USING THE INFORMATION =>
(A) Print the passage of the text about the HiLo Club between "The HiLo Club (also" and "of the 1980s.", inclusive.
(B) Answer these questions from the text about the HiLo Club:
(i) In what year was the HiLo Club established?
(ii) Who designed the building that housed the club?
(iii) As of 2017, which company was under contract to purchase and demolish the Donnay Building?

The HiLo Club (also Hilo or Hi-Lo), was a bar and nightclub in Oklahoma City. It was established in 1956 as a private establishment that provided music and drinks to thirsty Okies during its long prohibition struggle until its full repeal which legalized liquor by the drink in Oklahoma in 1985. As liquor by the drink was legalized the "club" became a hub for the homosexual community of the 1980s.

According to Bob Blackburn, the executive director of the Oklahoma Historical Society, bootlegging was part of Oklahoma culture and the readiness of alcohol became one of the reasons it took so long to be repealed. Eventually, without the full repeal of alcohol, "Keeping alcohol from the guys at the packing plants or the oil fields is one thing,” Blackburn said. “But keeping alcohol from the members of the country club or those who are running the banks downtown and suddenly they can’t give alcohol to their buddies in New York City, then suddenly you start getting their attention.”

The building was designed by Matt Donnay and is thought to be one of the first in the Oklahoma City area that consisted of restaurants, residential and retail in the same building. The HiLo Club was one of its first tenants and its future at this location is uncertain as the Donnay Building is as of 2017 under contract to be purchased and demolished by dairy chain Braum's.

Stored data
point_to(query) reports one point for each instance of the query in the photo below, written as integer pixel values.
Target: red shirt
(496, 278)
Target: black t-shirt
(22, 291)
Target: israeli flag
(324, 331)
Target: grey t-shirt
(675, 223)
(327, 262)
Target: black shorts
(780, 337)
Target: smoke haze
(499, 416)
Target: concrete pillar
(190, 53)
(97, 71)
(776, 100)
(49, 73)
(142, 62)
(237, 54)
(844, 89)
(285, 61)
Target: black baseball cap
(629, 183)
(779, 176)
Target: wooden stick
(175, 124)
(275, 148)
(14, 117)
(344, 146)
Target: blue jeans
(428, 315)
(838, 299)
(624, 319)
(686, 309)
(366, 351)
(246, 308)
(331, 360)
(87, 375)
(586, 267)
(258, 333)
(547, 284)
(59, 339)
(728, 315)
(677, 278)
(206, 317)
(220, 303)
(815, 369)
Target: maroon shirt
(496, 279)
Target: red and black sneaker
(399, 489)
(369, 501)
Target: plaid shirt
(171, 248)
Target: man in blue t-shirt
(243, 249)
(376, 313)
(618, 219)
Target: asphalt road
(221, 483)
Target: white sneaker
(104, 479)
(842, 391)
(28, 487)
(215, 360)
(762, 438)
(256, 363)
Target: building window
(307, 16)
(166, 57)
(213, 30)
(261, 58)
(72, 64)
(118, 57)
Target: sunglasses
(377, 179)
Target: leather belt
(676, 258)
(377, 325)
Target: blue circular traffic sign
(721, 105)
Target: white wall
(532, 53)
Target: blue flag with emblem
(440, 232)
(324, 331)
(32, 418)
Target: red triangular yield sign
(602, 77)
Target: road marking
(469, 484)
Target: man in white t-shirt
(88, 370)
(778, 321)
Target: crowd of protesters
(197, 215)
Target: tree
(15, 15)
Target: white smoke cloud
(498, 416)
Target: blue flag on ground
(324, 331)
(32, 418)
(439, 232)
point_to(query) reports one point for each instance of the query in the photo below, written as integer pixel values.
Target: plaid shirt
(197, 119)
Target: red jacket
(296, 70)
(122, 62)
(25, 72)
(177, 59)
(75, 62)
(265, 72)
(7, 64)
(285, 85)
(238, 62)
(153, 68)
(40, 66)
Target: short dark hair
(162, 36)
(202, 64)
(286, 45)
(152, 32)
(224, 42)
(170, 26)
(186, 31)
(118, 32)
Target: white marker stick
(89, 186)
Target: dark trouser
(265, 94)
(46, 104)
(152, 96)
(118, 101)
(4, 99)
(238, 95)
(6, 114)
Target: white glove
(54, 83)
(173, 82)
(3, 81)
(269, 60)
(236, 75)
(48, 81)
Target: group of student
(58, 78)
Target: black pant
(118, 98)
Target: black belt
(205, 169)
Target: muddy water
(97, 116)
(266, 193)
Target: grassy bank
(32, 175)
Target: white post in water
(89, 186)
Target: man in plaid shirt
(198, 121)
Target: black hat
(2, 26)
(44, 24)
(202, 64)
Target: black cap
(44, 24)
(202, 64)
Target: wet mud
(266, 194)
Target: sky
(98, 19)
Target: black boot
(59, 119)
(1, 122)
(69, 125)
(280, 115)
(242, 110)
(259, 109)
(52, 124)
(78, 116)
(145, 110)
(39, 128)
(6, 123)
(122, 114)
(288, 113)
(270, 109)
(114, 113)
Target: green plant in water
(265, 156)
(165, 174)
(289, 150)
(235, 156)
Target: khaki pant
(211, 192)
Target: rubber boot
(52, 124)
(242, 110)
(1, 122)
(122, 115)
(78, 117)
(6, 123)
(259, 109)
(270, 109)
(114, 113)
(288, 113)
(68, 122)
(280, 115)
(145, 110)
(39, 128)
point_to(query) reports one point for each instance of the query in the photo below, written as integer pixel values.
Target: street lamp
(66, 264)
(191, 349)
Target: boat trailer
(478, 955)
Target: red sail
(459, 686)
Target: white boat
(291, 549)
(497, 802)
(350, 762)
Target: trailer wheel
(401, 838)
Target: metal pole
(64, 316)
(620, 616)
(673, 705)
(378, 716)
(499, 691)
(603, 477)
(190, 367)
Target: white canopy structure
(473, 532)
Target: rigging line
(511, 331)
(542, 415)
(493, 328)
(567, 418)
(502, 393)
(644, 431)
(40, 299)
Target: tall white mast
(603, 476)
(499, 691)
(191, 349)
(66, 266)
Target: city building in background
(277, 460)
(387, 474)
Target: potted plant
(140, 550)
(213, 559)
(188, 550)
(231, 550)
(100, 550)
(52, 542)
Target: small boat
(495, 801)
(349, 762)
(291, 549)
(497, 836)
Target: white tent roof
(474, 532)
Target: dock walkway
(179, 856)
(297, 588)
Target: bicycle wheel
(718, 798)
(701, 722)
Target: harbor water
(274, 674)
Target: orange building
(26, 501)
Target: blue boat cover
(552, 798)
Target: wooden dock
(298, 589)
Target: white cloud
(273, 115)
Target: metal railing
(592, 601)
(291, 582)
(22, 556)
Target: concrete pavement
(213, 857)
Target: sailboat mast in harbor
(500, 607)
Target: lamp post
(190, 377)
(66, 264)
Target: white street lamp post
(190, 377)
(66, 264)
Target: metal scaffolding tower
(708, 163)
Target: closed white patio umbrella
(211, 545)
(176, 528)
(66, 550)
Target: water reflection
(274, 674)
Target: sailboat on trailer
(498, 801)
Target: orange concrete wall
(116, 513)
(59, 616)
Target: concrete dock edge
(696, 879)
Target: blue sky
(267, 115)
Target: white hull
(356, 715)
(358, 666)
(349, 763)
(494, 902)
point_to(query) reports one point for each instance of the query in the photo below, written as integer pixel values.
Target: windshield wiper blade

SOLVED TASKS =>
(A)
The HiLo Club (also Hilo or Hi-Lo), was a bar and nightclub in Oklahoma City. It was established in 1956 as a private establishment that provided music and drinks to thirsty Okies during its long prohibition struggle until its full repeal which legalized liquor by the drink in Oklahoma in 1985. As liquor by the drink was legalized the "club" became a hub for the homosexual community of the 1980s.

(B)
(i) 1956
(ii) Matt Donnay
(iii) The dairy chain Braum's